WHAT TO DO:
[A] Transcribe the passage of the market note starting with "Welcome to the" and going on through "feedback and comments.".
[B] List every full date, with weekday, month, day, and year, that appears in the market note.

## BEGIN SELECTED TEXT

Welcome to the extended version of the BAM Market Note. We are not bloggers by nature but have had clients and friends inquire about our thoughts on the market in between our newsletters. The number and content of posts will likely be determined by the conditions of the markets and the interests of our readers. We would greatly appreciate your feedback and comments.
Thursday, August 30, 2012
ON A KNIFE EDGE
The markets sold off today on some less than inspiring economic news and lowered expectations of what Ben Bernanke may or may not say tomorrow. The Dow sold off to the psychologically important 13,000 level and the S&P fell to the 1200 level. The 1200 level is both psychologically and technically important. A breach below this level would set the stage for lower prices. The low volatility that has characterized this market over the last couple of weeks was interrupted today and we may well have another volatile day tomorrow as Bernanke provides clues as to the Fed's thinking. While many expect nothing to be done tomorrow, the contrarian in me wonders... We'll know tomorrow. Bernanke may well want to wait to survey the upcoming jobs report before the next scheduled FOMC meeting in two weeks. If the Fed is going to announce any new measures, the September meeting would be the logical time as October gets even more politicized. Again, we'll see. We are watching closely and will make appropriate portfolio adjustments as the market dictates.
Wednesday, August 22, 2012
Wednesday, August 15, 2012
HO HUM
The markets continued their meandering ways today with the S&P barely moving above the flat line. Over the last 6 trading days the S&P is up .3% with extremely low volatility. With options expiring Friday and more earnings after the bell today, volatility could pick up. Volume has been anemic, which is typical of this time of year, which can make for sudden moves either way. Certainly volatility will pick up significantly with the Fed's meeting at the end of this month and the European Central Bank's meeting in early September. It is no secret that the market is betting on either Bernanke (Fed) or Draghi (ECB) coming to the rescue in the next month. A disappointment from either could start a significant sell-off as the market doesn't like surprises and at least some of the potential accommodative policies have been baked into stock prices. Bernanke is in a bit of a hard place. He knows that Wall Street is largely expecting him to act in two weeks but while the economy is struggling it is showing slow improvement. Additionally, with a 1.5% economic growth rate the market is already ahead of itself by many measures and any Fed easing would only serve to further the over-reach. Finally, Bernanke has made a point to try and separate politics from his job function and the closer we get to the election the more it looks like any move is politically motivated (whether true or not). Draghi has his own challenges in trying to pull together consensus from all of the Euro Zone members and getting Germany to sign off on any new plan. All in all, risk remains high in our way of thinking.
There are currently a number of conflicting signals. Bond yields have gone up significantly in the last week (indicating money coming out of bonds) and yet stock prices have remained relatively flat. Generally, rising bond yields (especially from the low levels of today) would indicate a major shift from bonds to equities but we are not seeing a commensurate rise in equities one would expect from such a large move in yields. Something will have to give soon - either stocks will rise in conjunction with yields or yields will turn down again and stock prices will follow. The Vix is also a little confounding here. The Vix measures the volatility in the market and a low Vix usually indicates higher prices while a higher Vix usually indicates higher risk and lower prices. Currently the Vix is very low by historical standards and reflects a measure of complacency and/or expectation of still higher prices. This may be a reflection of the market's expectation of Fed action that puts a floor on just how low this market could potentially go. In any event, the declining Vix is not consistent with the stock market action of the last week or two. This market is acting very strange which causes us to take note and wonder what is going on behind the scenes. We have many more thoughts but this post is already longer than usual. We will have more to say in our next newsletter and, hopefully, a little more information to sift through.

## END SELECTED TEXT
## BEGIN DATA PROVIDED

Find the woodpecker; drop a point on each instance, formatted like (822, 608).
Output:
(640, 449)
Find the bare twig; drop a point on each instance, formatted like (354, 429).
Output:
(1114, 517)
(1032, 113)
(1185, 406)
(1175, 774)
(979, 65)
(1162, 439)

## END DATA PROVIDED

SOLUTION SET:
[A]
Welcome to the extended version of the BAM Market Note. We are not bloggers by nature but have had clients and friends inquire about our thoughts on the market in between our newsletters. The number and content of posts will likely be determined by the conditions of the markets and the interests of our readers. We would greatly appreciate your feedback and comments.

[B]
Thursday, August 30, 2012
Wednesday, August 22, 2012
Wednesday, August 15, 2012